Exercise requirements: Both the line with "Query: rectangular beaded pendant" and the line with "[[343, 344], [84, 65]]" in the records below must appear in the output, along with every line between them, exactly and with nothing added.

*** Input data ***

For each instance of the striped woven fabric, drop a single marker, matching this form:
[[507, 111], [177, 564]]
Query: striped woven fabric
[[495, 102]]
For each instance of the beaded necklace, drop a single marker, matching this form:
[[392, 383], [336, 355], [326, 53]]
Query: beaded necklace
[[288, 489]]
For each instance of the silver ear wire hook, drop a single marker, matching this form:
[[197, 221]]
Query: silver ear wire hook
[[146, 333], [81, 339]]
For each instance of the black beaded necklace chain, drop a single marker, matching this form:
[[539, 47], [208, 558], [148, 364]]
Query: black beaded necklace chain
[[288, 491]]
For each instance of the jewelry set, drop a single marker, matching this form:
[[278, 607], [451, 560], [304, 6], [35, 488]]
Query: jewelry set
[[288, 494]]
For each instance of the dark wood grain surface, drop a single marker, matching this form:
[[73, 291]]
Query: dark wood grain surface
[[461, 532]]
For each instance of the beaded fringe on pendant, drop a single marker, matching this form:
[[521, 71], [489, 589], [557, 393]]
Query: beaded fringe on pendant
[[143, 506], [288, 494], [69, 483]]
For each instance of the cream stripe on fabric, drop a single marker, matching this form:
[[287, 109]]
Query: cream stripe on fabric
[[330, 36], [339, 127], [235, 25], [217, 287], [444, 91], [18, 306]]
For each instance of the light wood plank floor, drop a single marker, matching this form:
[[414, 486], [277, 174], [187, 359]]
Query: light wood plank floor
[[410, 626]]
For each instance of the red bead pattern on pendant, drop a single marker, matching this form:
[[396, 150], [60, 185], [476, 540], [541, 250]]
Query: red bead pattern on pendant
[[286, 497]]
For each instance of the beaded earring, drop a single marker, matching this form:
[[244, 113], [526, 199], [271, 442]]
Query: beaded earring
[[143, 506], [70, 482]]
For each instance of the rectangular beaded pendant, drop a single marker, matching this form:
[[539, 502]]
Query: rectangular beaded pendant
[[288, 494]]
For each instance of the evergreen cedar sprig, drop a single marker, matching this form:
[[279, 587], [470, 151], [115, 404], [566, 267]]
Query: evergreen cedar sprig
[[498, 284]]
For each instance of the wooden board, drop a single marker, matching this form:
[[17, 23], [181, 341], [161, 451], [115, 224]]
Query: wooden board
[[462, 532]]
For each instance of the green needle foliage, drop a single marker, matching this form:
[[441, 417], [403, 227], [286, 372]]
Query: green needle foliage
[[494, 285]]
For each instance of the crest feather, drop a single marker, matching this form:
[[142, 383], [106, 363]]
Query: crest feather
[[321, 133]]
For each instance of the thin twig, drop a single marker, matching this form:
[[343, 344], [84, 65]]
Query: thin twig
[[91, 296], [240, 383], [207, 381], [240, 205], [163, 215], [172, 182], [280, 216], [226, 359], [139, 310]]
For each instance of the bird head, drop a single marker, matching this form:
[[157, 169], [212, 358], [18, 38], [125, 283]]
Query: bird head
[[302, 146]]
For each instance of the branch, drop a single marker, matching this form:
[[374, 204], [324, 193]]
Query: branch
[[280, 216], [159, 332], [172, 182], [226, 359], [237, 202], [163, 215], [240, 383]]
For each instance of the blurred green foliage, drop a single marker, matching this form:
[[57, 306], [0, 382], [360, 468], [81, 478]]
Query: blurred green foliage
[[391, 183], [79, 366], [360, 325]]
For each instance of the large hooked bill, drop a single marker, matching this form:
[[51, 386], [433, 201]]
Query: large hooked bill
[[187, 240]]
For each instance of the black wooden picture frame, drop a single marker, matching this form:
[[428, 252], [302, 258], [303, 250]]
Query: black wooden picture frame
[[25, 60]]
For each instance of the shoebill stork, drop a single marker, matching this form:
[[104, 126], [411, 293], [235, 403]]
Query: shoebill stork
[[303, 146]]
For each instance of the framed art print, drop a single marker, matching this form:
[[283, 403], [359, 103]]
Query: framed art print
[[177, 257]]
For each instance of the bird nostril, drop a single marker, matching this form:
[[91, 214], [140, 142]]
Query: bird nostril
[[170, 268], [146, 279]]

*** End of Input data ***

Finished task:
Query: rectangular beaded pendant
[[288, 494]]
For each instance of the evergreen cedar sprig, drop a single marker, matching this form:
[[279, 587], [470, 151], [115, 404], [566, 267]]
Query: evergreen cedar sprig
[[498, 284]]
For each instance of the wooden board, drop a single marker, matching this form:
[[17, 23], [181, 341], [161, 451], [115, 224]]
Query: wooden board
[[462, 532]]
For each instance of the green needle foliage, drop a single marker, matching this form:
[[441, 417], [403, 227], [286, 372]]
Query: green needle foliage
[[494, 285]]
For each instance of the crest feather, drop a single marker, matching this form:
[[142, 383], [106, 363]]
Query: crest feather
[[321, 133]]
For each instance of the thin twig, drop a single marker, matching this form:
[[343, 344], [84, 65]]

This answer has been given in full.